**What is needed**
Could you set down, word for word, the news item about the ACTC associate professor who contributed to a text book?

**Text shown**
ACTC associate professor contributes to text book | ACTC

ACTC associate professor contributes to text book

Aug. 7, 2018

 

     Laura Tussey, associate professor and program coordinator for Ashland Community and Technical College’s Appalachian studies program, was recently published in a text book about female faculty members in higher education, specifically in Appalachia.
     “The Feminist Alliance Project in Appalachia: Minoritized Experiences of Women Faculty and Administrators in Higher Education” illustrates the minoritized experiences of women faculty and administrators in higher education and highlights Appalachia as a geographic and cultural region, a sector in academia that still remains relatively ignored in mainstream feminist studies. The book is based on autobiographical and autoethnographic narratives of diverse women who discuss their similar and unique forms of oppression as students and as professionals in the academic workplace within Appalachia.

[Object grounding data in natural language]
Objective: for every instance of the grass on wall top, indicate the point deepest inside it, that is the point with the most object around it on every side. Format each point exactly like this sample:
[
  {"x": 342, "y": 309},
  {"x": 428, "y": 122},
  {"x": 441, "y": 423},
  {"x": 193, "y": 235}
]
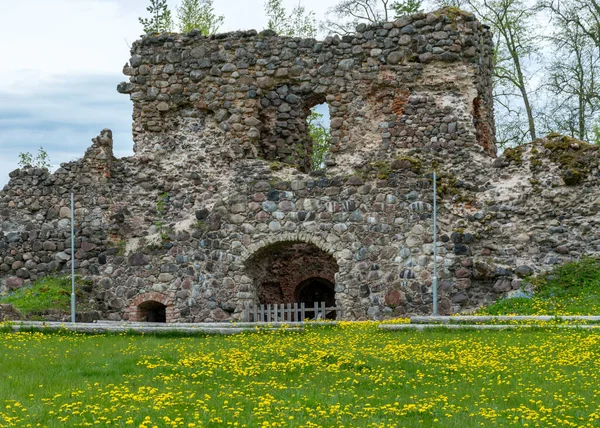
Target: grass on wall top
[
  {"x": 569, "y": 289},
  {"x": 49, "y": 293}
]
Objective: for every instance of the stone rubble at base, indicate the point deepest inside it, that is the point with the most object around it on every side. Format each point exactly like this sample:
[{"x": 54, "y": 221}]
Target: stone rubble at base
[{"x": 219, "y": 187}]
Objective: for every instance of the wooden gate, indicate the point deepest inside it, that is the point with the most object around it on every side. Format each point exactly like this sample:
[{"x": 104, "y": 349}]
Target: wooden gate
[{"x": 290, "y": 312}]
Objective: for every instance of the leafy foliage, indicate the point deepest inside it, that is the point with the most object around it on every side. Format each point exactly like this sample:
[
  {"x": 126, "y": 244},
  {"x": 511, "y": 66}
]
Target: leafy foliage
[
  {"x": 570, "y": 289},
  {"x": 319, "y": 134},
  {"x": 299, "y": 23},
  {"x": 50, "y": 293},
  {"x": 160, "y": 20},
  {"x": 347, "y": 14},
  {"x": 406, "y": 7},
  {"x": 573, "y": 80},
  {"x": 39, "y": 160},
  {"x": 516, "y": 41},
  {"x": 198, "y": 15}
]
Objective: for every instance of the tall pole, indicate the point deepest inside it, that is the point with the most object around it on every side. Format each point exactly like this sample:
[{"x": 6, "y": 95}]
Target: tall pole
[
  {"x": 434, "y": 244},
  {"x": 72, "y": 257}
]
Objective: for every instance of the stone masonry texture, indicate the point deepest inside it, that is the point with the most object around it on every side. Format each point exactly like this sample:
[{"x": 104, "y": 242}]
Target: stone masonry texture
[{"x": 219, "y": 208}]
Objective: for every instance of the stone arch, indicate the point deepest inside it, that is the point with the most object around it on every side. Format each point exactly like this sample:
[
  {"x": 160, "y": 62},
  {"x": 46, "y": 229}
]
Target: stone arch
[
  {"x": 278, "y": 267},
  {"x": 149, "y": 303},
  {"x": 287, "y": 237}
]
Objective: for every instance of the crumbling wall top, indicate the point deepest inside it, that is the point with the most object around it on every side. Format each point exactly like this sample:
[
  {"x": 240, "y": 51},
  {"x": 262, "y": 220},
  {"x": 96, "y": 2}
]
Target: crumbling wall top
[{"x": 422, "y": 81}]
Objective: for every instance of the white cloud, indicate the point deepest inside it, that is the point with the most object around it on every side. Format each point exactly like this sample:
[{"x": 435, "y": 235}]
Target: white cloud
[{"x": 61, "y": 62}]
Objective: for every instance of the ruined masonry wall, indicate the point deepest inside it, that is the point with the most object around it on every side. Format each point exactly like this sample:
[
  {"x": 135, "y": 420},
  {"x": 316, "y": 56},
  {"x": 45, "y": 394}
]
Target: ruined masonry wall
[
  {"x": 217, "y": 208},
  {"x": 424, "y": 80}
]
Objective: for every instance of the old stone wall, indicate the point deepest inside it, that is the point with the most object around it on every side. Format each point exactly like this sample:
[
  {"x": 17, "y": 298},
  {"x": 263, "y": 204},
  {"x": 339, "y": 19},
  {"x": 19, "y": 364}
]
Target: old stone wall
[{"x": 218, "y": 208}]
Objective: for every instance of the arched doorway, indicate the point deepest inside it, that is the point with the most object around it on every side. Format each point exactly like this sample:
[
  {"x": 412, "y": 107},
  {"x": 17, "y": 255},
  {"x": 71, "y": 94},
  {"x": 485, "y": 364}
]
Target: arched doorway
[
  {"x": 315, "y": 290},
  {"x": 151, "y": 307},
  {"x": 293, "y": 272},
  {"x": 152, "y": 312}
]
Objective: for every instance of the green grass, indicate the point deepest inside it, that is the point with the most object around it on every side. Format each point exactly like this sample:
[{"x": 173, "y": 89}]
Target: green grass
[
  {"x": 350, "y": 375},
  {"x": 50, "y": 293},
  {"x": 570, "y": 289}
]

**Exercise result**
ACTC associate professor contributes to text book | ACTC

ACTC associate professor contributes to text book

Aug. 7, 2018

 

     Laura Tussey, associate professor and program coordinator for Ashland Community and Technical College’s Appalachian studies program, was recently published in a text book about female faculty members in higher education, specifically in Appalachia.
     “The Feminist Alliance Project in Appalachia: Minoritized Experiences of Women Faculty and Administrators in Higher Education” illustrates the minoritized experiences of women faculty and administrators in higher education and highlights Appalachia as a geographic and cultural region, a sector in academia that still remains relatively ignored in mainstream feminist studies. The book is based on autobiographical and autoethnographic narratives of diverse women who discuss their similar and unique forms of oppression as students and as professionals in the academic workplace within Appalachia.